:: Your instructions ::
Extract every entry word for word. Skip the pictures.

:: Supplied material ::
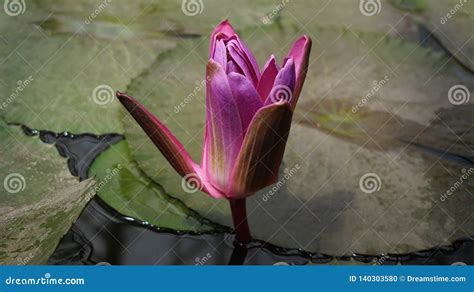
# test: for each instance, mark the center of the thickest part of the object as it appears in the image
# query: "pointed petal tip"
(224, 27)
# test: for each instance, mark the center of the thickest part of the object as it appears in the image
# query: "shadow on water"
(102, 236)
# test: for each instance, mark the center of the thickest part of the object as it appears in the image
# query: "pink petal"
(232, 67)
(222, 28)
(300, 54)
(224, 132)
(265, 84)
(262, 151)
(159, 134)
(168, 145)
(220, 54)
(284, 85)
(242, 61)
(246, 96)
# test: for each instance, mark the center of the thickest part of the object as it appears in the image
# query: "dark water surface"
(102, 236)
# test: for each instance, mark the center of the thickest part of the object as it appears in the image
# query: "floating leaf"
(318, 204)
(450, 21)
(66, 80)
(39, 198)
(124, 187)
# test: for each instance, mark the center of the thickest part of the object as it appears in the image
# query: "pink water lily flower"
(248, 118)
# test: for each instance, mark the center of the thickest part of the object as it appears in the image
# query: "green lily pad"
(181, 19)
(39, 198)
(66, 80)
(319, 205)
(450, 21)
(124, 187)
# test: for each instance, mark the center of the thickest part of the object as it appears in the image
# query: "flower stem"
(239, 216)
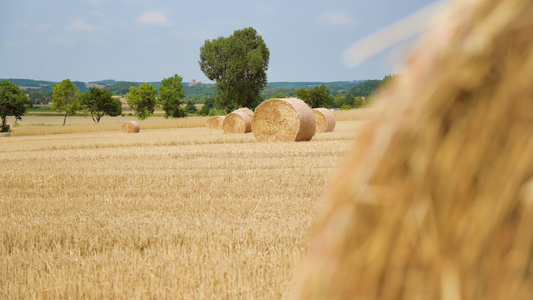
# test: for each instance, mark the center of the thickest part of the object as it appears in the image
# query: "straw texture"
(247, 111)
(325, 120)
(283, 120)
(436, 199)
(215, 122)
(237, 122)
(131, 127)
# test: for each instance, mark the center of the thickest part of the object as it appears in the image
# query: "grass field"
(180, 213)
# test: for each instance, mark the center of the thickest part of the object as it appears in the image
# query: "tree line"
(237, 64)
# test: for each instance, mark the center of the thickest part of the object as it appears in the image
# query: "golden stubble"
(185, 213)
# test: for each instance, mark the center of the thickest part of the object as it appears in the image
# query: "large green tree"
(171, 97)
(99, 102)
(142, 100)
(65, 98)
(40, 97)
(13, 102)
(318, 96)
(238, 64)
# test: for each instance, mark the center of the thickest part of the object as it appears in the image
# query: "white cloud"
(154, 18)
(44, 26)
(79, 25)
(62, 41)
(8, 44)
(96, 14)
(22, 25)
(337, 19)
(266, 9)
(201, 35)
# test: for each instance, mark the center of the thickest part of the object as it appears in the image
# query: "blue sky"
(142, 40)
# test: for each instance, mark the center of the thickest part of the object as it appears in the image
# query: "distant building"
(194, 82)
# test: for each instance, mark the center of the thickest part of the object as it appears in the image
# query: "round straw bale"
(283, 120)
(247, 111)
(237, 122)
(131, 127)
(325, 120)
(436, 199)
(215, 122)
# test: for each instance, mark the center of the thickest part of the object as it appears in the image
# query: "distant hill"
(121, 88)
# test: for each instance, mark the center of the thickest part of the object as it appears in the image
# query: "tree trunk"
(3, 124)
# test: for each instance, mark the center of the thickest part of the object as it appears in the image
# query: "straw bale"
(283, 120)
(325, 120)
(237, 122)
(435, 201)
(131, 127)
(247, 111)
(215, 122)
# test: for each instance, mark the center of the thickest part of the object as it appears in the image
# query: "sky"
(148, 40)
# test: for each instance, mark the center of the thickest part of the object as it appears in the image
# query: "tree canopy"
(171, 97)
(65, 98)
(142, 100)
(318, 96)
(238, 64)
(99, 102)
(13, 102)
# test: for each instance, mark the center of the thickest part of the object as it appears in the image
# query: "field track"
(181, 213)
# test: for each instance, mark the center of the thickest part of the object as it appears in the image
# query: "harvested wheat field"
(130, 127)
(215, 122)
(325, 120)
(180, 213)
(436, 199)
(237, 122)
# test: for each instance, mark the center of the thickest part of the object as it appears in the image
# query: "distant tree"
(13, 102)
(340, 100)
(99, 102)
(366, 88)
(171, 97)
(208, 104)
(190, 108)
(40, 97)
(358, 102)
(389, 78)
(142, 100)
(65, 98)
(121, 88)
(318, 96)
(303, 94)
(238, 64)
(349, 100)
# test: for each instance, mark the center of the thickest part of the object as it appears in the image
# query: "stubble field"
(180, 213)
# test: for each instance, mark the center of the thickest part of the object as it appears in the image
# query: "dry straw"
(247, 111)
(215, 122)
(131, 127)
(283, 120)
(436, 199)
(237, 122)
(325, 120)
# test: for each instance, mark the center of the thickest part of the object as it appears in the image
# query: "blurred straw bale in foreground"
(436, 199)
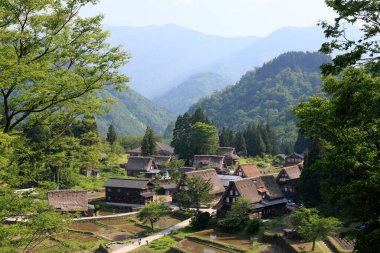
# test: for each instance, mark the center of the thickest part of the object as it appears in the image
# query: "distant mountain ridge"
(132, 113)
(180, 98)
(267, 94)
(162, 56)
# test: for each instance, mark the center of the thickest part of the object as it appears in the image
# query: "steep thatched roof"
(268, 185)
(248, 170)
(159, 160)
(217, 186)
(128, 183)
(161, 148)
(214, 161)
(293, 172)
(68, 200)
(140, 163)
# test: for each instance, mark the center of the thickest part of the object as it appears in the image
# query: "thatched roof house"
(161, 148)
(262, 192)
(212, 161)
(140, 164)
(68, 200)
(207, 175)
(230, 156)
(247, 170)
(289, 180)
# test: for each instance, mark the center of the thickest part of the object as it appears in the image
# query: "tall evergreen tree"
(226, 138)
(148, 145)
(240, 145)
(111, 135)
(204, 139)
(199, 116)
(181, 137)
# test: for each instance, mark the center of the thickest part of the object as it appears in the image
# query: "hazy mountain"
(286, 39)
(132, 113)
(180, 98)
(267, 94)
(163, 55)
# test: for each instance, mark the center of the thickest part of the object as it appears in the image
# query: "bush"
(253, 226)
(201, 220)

:: Reply ::
# test: for each instance, mark the center of the thickest part of the object as it appears in the image
# query: "pointed petal tip"
(224, 27)
# test: for each instance, mark the center of the thickest part of the object as it appears in the image
# query: "shadow on water"
(102, 236)
# test: for each instance, mark the center of the thickest part of the object as it appears in the image
# query: "pink petal"
(232, 67)
(222, 28)
(300, 54)
(224, 132)
(265, 84)
(262, 151)
(159, 134)
(168, 145)
(220, 54)
(284, 85)
(242, 61)
(246, 96)
# test: for each instance, mark the center of the thickest part of the object as it appears in the image
# query: "dark water surface"
(102, 236)
# test: for each instance, mark the center of the thickest part of the object as it appears in the image
# query: "floating leaf"
(318, 204)
(450, 21)
(66, 80)
(39, 198)
(124, 187)
# test: for each instance, mark the center of the thickest part of the object as it appears in the image
# query: "pink water lily flower"
(248, 118)
# test: for each instance, mark the center of the thickest part of the object as it appears in the image
# query: "green lily pad"
(181, 19)
(39, 198)
(66, 80)
(319, 205)
(450, 21)
(124, 187)
# test: for each instance, mark the center of the thickest part of the object as it appears in the image
# query: "flower stem"
(239, 216)
# test: for each instance, mark the center of the thickest part of the object as it appears in the image
# query: "straw texture"
(247, 111)
(325, 120)
(283, 120)
(436, 199)
(215, 122)
(237, 122)
(131, 127)
# test: for each instance, mark the center of the thickest part of the object as it appears in the image
# query: "grass field"
(180, 213)
# test: for each instance, mark the center of the thickest part of the object as it appears in the image
# query: "tree line"
(237, 64)
# test: for each instance, mark the center of the thickest part of the object as it appears in the image
# query: "golden stubble"
(185, 213)
# test: for each instance, mark the center of the thickest part of the object as it appears in the image
# query: "large green tree"
(171, 97)
(99, 102)
(142, 100)
(65, 98)
(40, 97)
(13, 102)
(318, 96)
(238, 64)
# test: for each instance, mark the center of the thickest part of the object as it appears in the image
# query: "white cloud"
(154, 18)
(44, 26)
(79, 25)
(62, 41)
(8, 44)
(96, 14)
(22, 25)
(337, 19)
(266, 9)
(201, 35)
# test: for each instance, mark the center of the thickest part of the object as it appears in the image
# query: "blue sky"
(142, 40)
# test: for each instance, mark the center of the thickest part of the object as it appears in the image
# query: "distant building"
(194, 82)
# test: for each instance, mark the center of the thickest part of the object as it appears in the image
# query: "round straw bale"
(283, 120)
(247, 111)
(237, 122)
(131, 127)
(325, 120)
(436, 199)
(215, 122)
# test: for each instance, mark the center of the thickest part of the object as it appears in the image
# query: "distant hill"
(121, 88)
# test: for each instance, mark the center of the thickest part of the object as it appears in the image
# query: "tree trunk"
(3, 124)
# test: for each instance, mark the center of the thickest part of the object as it appears in the image
# query: "straw bale"
(283, 120)
(325, 120)
(237, 122)
(435, 201)
(131, 127)
(247, 111)
(215, 122)
# test: for each instance, mark the center of the thickest part of the object as it appears in the image
# query: "sky"
(148, 40)
# test: for each instance, mark the center of the thickest part of the object as it appears in the image
# query: "tree canopy"
(171, 97)
(65, 98)
(142, 100)
(318, 96)
(238, 64)
(99, 102)
(13, 102)
# test: for each instance, mark the center of the thickest part of the object as it appears in the image
# query: "field track"
(181, 213)
# test: for each instance, mark the center of the thickest part of the object as it appears in the image
# query: "harvested wheat field"
(130, 127)
(215, 122)
(325, 120)
(180, 213)
(436, 199)
(237, 122)
# test: for each instance, mark the center of the thickest part of the object as it appears in the image
# query: "distant tree"
(13, 102)
(340, 100)
(99, 102)
(366, 88)
(171, 97)
(208, 104)
(190, 108)
(40, 97)
(358, 102)
(389, 78)
(142, 100)
(65, 98)
(121, 88)
(318, 96)
(303, 94)
(238, 64)
(349, 100)
# test: for each instance, mark the center of the thickest part of the object as it appears in the image
# query: "stubble field"
(180, 213)
# test: for each instance, mark the center of the thickest part of the object as it appears in the image
# query: "dry straw"
(247, 111)
(215, 122)
(131, 127)
(283, 120)
(436, 199)
(237, 122)
(325, 120)
# test: for each instance, mark the center of the thickest part of the object as it appears in the image
# query: "blurred straw bale in foreground"
(436, 199)
# test: for each instance, mark the center of the thickest part of the object as it appears in the image
# query: "distant mountain ridge"
(132, 113)
(180, 98)
(267, 94)
(162, 56)
# test: for each instance, mark the center of the thickest part of the object as it appears in the image
# query: "steep thatched roof"
(268, 185)
(248, 170)
(159, 160)
(217, 186)
(128, 183)
(161, 148)
(214, 161)
(293, 172)
(68, 200)
(140, 163)
# test: for each instance, mark the center of the thickest part of the object as it appears in the image
# query: "thatched roof house"
(161, 148)
(262, 192)
(212, 161)
(140, 164)
(68, 200)
(207, 175)
(230, 156)
(247, 170)
(289, 180)
# test: for each instance, mark the center of the thickest part of the object as it appears in the image
# query: "tall evergreen tree"
(226, 138)
(148, 145)
(240, 145)
(111, 135)
(204, 139)
(199, 116)
(181, 137)
# test: for each instance, mark the center of the thickest part of the object as it appears in the image
# query: "hazy mountain"
(286, 39)
(132, 113)
(180, 98)
(267, 94)
(163, 55)
# test: for each instance, mark the center of the thickest part of the object as it appears in the image
# query: "bush"
(253, 226)
(201, 220)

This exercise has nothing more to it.